"""

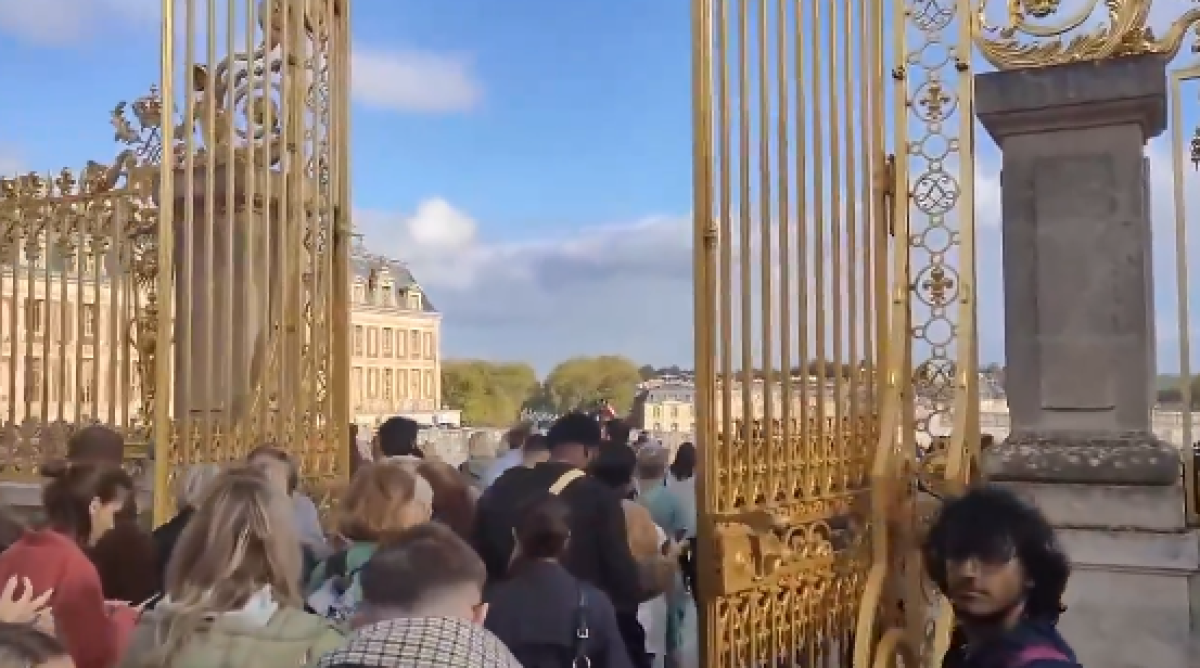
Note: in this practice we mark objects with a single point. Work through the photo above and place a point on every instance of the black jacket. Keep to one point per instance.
(166, 536)
(598, 552)
(546, 635)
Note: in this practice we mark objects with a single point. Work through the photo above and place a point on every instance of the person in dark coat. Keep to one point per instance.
(999, 563)
(397, 438)
(599, 551)
(125, 557)
(573, 619)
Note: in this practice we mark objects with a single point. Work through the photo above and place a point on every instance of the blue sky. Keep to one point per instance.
(529, 160)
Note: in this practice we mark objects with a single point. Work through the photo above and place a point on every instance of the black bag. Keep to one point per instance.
(573, 655)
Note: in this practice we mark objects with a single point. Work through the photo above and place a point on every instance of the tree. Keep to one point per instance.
(489, 395)
(582, 383)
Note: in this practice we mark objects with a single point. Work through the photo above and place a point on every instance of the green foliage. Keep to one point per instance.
(489, 395)
(582, 383)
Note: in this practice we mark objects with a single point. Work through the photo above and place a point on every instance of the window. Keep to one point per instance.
(34, 312)
(87, 381)
(34, 379)
(89, 322)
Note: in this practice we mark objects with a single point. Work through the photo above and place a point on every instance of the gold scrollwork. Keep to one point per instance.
(1027, 40)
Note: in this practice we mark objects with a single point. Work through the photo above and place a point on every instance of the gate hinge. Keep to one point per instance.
(886, 187)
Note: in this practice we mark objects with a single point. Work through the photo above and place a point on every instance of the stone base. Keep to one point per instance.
(1134, 582)
(1085, 458)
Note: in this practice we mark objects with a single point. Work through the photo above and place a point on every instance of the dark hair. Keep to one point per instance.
(11, 528)
(615, 464)
(397, 437)
(990, 523)
(573, 428)
(684, 464)
(96, 443)
(276, 453)
(544, 528)
(519, 434)
(67, 499)
(537, 443)
(22, 644)
(618, 431)
(421, 563)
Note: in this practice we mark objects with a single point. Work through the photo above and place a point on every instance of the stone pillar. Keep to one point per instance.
(1079, 330)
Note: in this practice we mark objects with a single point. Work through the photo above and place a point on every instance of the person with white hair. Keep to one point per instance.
(190, 491)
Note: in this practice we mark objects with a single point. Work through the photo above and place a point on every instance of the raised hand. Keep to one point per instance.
(25, 608)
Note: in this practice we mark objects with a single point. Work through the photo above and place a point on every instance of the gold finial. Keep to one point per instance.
(1042, 32)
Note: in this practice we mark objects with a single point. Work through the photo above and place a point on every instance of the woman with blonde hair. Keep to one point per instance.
(190, 491)
(382, 500)
(454, 500)
(233, 596)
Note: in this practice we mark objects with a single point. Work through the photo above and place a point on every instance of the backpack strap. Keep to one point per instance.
(580, 644)
(564, 481)
(1033, 654)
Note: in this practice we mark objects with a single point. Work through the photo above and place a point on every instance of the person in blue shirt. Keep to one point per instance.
(999, 563)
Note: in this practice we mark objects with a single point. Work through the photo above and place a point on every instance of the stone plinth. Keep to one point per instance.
(1079, 334)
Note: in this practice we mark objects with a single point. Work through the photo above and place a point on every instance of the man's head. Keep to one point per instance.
(425, 571)
(996, 559)
(617, 431)
(535, 450)
(573, 438)
(397, 437)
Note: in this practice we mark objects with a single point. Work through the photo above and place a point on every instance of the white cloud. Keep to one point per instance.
(627, 287)
(414, 80)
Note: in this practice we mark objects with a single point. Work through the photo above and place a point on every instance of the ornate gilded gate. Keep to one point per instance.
(834, 317)
(193, 293)
(257, 234)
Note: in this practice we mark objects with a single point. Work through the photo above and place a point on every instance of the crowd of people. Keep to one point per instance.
(568, 549)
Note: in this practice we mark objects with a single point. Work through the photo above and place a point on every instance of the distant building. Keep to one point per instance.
(665, 408)
(395, 344)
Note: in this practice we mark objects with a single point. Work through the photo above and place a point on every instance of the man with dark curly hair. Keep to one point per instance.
(997, 561)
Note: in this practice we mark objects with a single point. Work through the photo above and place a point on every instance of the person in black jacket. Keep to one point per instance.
(571, 620)
(599, 551)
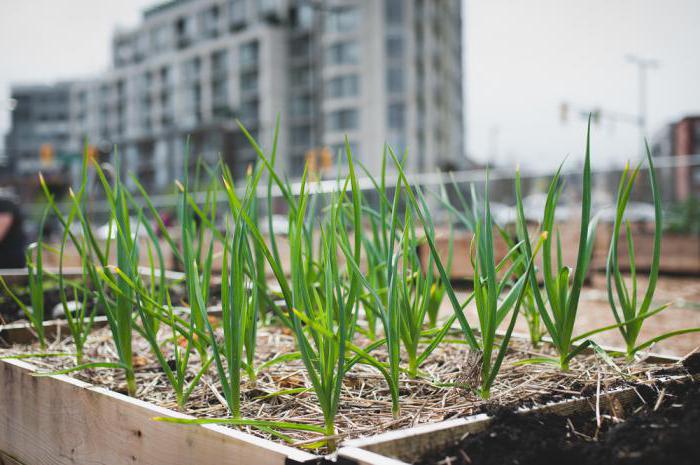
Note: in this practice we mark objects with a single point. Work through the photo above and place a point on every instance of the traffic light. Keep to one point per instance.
(46, 154)
(93, 153)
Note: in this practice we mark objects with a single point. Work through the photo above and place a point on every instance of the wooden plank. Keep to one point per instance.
(7, 460)
(356, 456)
(61, 420)
(410, 444)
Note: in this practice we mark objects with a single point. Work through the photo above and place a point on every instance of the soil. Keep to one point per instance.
(664, 430)
(365, 406)
(10, 311)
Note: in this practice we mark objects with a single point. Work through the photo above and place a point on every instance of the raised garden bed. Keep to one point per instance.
(639, 422)
(93, 397)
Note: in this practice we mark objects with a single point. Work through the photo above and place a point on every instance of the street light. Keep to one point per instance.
(643, 64)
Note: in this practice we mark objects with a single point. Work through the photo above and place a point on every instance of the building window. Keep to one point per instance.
(185, 31)
(248, 54)
(300, 77)
(190, 69)
(344, 120)
(394, 80)
(300, 136)
(395, 115)
(219, 90)
(393, 11)
(249, 112)
(209, 21)
(343, 53)
(339, 152)
(300, 106)
(303, 16)
(236, 12)
(343, 20)
(159, 38)
(394, 47)
(343, 86)
(300, 47)
(219, 63)
(249, 82)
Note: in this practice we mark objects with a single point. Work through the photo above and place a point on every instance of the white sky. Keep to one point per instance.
(523, 58)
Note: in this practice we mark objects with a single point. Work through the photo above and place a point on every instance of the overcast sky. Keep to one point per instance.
(522, 59)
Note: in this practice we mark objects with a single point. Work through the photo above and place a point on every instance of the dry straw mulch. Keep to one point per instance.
(365, 406)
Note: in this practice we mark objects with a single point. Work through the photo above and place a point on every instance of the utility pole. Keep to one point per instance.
(643, 64)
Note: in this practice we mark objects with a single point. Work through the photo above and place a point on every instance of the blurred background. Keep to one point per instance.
(463, 86)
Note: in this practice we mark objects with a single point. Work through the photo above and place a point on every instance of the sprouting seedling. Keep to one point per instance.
(486, 287)
(559, 304)
(118, 309)
(415, 299)
(630, 313)
(487, 290)
(530, 310)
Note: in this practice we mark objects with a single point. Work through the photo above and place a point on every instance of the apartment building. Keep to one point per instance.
(375, 71)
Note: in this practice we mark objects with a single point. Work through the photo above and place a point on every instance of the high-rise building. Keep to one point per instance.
(375, 71)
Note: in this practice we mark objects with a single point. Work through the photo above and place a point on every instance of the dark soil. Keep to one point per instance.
(669, 434)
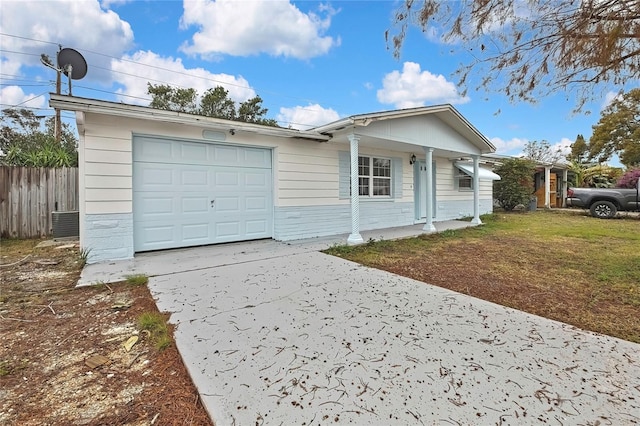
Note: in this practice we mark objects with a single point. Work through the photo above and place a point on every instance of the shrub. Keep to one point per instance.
(516, 183)
(629, 179)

"""

WHAT IS BEING ASKED.
Without copying any picture, write out all of the material exactly as it reads.

WORKED SOLUTION.
Note: in this practice we mark objects with a single point. Work through the photo above and place a point on every instance of the black jacket. Keep to one point per instance.
(166, 536)
(598, 552)
(546, 635)
Note: in this practice we mark objects with a single point. Work through the photo above and place a point on every instance of the person in dark coat. Keep to one point per instance.
(999, 563)
(397, 438)
(599, 551)
(125, 557)
(573, 619)
Note: in this practice we mark objects with a single point. Work through the photo above and place a point on every instance of the blue sky. Keep to one point per instance.
(529, 160)
Note: in this practice we mark objects with a single point. Work through the photo above and place a point on every instance of the black bag. Keep to one point per instance.
(573, 655)
Note: in this practice we mark objects with a single point. Work through the photo above and place a point on every instance of the tree. Keep to one point per instance.
(489, 395)
(582, 383)
Note: in this practice we mark objects with a single point. Work through the photo above and place a point on every instance of the green foliage. Keep to one point per instance.
(489, 395)
(582, 383)
Note: in this practice we mark objects with a single point. Work through the photo above and place a point on every instance of the window. Keep to one point per instance.
(34, 312)
(87, 381)
(34, 379)
(89, 322)
Note: in this practice we mark objects with a single point. Work through the photo above and place a point on every instance of the gold scrollwork. Keep to one point per instance.
(1027, 40)
Note: in this practice we mark objects with a single point. Work through the photo above and place a point on every instance of the gate hinge. Keep to one point per instance.
(886, 187)
Note: in this practice we mark objects with a single point. Work through the photo above and place a point on every instance of the stone base. Keep to one point per instance.
(1134, 582)
(1085, 458)
Note: in this practice we mark objects with a single point. Work through the photo above and place a point on every instance of the dark hair. Keep to one point per instance.
(11, 528)
(615, 464)
(397, 437)
(990, 523)
(573, 428)
(684, 464)
(96, 443)
(276, 453)
(544, 528)
(519, 434)
(67, 499)
(537, 443)
(22, 644)
(618, 431)
(421, 563)
Note: in this practice we mark objects with a single point. Work through the photo above and place a point on every instance of the stone pillar. Keep to one point per instance.
(1079, 330)
Note: in this practice we mark objects with a single point. Work through the photo above and place a point on every instance of the person with white hair. Keep to one point per instance.
(190, 491)
Note: in this practice we mark objects with a single point. Work through the photo above and place a point on every instance of the raised hand. Keep to one point per instance.
(25, 608)
Note: in this practice we mark objects with a single point. Work through the photo above and place a point on every instance of the gold finial. Keep to one point per instance.
(1042, 32)
Note: in this practice we mark objects with a single point. Work through the photo above and place a point on every instance of the woman with blonde hair. Keep to one point per instance.
(190, 491)
(382, 500)
(454, 500)
(233, 596)
Note: in this practice we mark objects with a single point. Work through the photo above and place a point on every instance of the backpack strap. Keep to one point per instance.
(580, 644)
(564, 481)
(1033, 654)
Note: in this practice we mark objects with a single point. Work through the photo above and place a point on every instance of the person in blue shirt. Keep to one point per instance.
(999, 563)
Note: in this practice we mark objects with a single point. Work through the photo above and place a point on every instance of the stone plinth. Keep to one point per instance.
(1079, 334)
Note: in this practice we mark objects with a single point. Work through the photo above and place a point on every instance of the man's head. Keep to one point per instance.
(425, 571)
(996, 559)
(617, 431)
(535, 450)
(573, 438)
(397, 437)
Note: in this practice we mark objects with a single point. Work through the photo above and place a point on every instance of the white cloud. Keep to one point per instance.
(627, 287)
(414, 80)
Note: in this practice we mark objects with a single point. Work through the photo above and place a point on every instance of the ornate gilded gate. Keep to one point per instance.
(834, 317)
(193, 293)
(257, 234)
Note: in this practice we mark objects with a single point. Work through the photo above and place a point on every instance of the crowd of people. Keep to one point per instance.
(568, 549)
Note: in this practice we mark objects with a single point. Work through the photo above and place a point on every instance of the distant building. Keep to one point per instance.
(665, 408)
(395, 344)
Note: in this practice we mark objects with a single point. Work through the photo above and place a point on every instance of the man with dark curly hair. Keep to one point per instance.
(997, 561)
Note: in this practice we mark objects with a single point. Work through the photo above and place a point on every instance of the person in black jacket. Keep to one point per instance.
(571, 620)
(599, 551)
Note: in this practice we mark objects with a single point. Work through the photo above and place a point on every instance of the traffic light. Keep to one point per instance.
(46, 154)
(93, 153)
Note: in this practice we mark objects with a single point. Work through the photo above and place a point on every instance of the wooden plank. Keep to one point per instance.
(7, 460)
(356, 456)
(61, 420)
(410, 444)
Note: in this practice we mark objects with a single point. Work through the photo above and place a point on every instance of the soil. Keep to one point per instance.
(664, 430)
(365, 406)
(10, 311)
Note: in this practice we mark objects with a single point. Work through the photo above and place a point on every instance of the raised garden bed. Keep to one point per instance.
(639, 422)
(93, 397)
Note: in this practice we mark objects with a single point. Work through the photo above and place a point on every instance of the street light. Keep to one point per instance.
(643, 64)
Note: in this practice we mark objects with a single point. Work through the photo above and place a point on every instance of the building window. Keep to one point per instance.
(185, 31)
(248, 54)
(300, 77)
(190, 69)
(344, 120)
(394, 80)
(300, 136)
(395, 115)
(219, 90)
(393, 11)
(249, 112)
(209, 21)
(343, 53)
(339, 152)
(300, 106)
(303, 16)
(236, 12)
(343, 20)
(159, 38)
(394, 47)
(343, 86)
(300, 47)
(219, 63)
(249, 82)
Note: in this practice we mark objects with a single point. Work through the photo above and place a point on every instance of the white sky. Keep to one point per instance.
(523, 58)
Note: in this practice we mark objects with a single point. Work through the photo above and place a point on every instance of the overcast sky. Keep to one point per instance.
(522, 59)
Note: in this practice we mark objects with a single point. Work through the photo above and place a point on every instance of the dry straw mulch. Keep to one point per instance.
(365, 406)
Note: in this practice we mark objects with a single point. Work through the photo above and place a point on every instance of the utility pole. Keep to one point per instance.
(643, 64)
Note: in this practice we mark objects with a single point. Work through the photo above and place a point on every instance of the blurred background. Keep to one point per instance.
(463, 86)
Note: in this practice we mark objects with a single point. Work through the photo above and place a point on every instance of the sprouting seedling. Keep to one point per instance.
(486, 287)
(559, 304)
(118, 309)
(415, 299)
(630, 313)
(487, 290)
(530, 310)
Note: in this practice we mark objects with a single point. Work through the photo above and place a point on every instance of the apartment building. Keep to one point per instance.
(375, 71)
Note: in this practice we mark objects with a single point. Work through the photo above and place a point on every instance of the high-rise building. Keep to one point per instance.
(375, 71)
Note: in this practice we mark objects with a single point. Work through the photo above and place a point on every instance of the dark soil. Keep to one point per instance.
(669, 434)
Note: in this practice we mark objects with a single point. Work through the photo above and place a point on every instance of the shrub. Keep to one point per instance.
(516, 183)
(629, 179)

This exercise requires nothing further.